# WORK TO COMPLETE:
(a) Answer each question from the text about Dudley Dursley:
(i) Under what condition is Dudley brave?
(ii) What child does the text name as someone smaller whom Dudley picked on?
(iii) What is Dudley mainly part of the story to do?
(b) For each statement, say whether the Dudley Dursley text supports it (yes or no) and quote the words that settle it:
(i) Dudley is a leading character in the Potterverse.
(ii) The fandom has produced many elaborate theories about Dudley.
(iii) Dudley is described as his mother’s little angel.

Dudley Dursley, Harry’s spoiled, lazy, ill-mannered bully of a cousin, has a face only a mother could love and the temperament of a troll in a china shop. He’s big boned and brutal, but only brave when surrounded by his gang of cronies. He’s his mother’s little angel, but when no one is looking he prefers to pick on kids smaller than himself (anyone remember poor little Mark Evans?).

Dudley isn’t really a leading character in the Potterverse. It seems he is mainly part of the story to provide more depth to Harry’s home life: the contrast between the Dursleys’ treatment of their unwanted nephew and their own son is stark and gives us even more sympathy for our poor young hero. Even though the Harry Potter fandom is prone to taking every aspect of the story apart, turning each word around twenty times and analysing the importance of the most minor of characters (and boy, do we remember Mark Evans), there are surprisingly few wild, elaborate or intriguing theories about our Dudders. It seems that there really isn’t much that Dudley is good for other than providing some good laughs.

# DATA FOR ANALYSIS:
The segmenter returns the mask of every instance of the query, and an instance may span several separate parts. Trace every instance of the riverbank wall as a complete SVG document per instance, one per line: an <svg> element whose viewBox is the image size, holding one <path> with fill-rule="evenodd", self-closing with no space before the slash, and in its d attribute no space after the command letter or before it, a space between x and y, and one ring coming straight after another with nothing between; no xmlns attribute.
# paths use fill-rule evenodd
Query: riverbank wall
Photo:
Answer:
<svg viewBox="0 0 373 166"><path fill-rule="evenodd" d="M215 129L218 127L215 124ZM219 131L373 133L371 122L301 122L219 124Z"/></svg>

# ANSWERS TO THE TASKS:
(a)
(i) Only when surrounded by his gang of cronies.
(ii) Mark Evans.
(iii) To provide more depth to Harry’s home life.

(b)
(i) No: "Dudley isn’t really a leading character in the Potterverse."
(ii) No: "there are surprisingly few wild, elaborate or intriguing theories about our Dudders."
(iii) Yes: "He’s his mother’s little angel"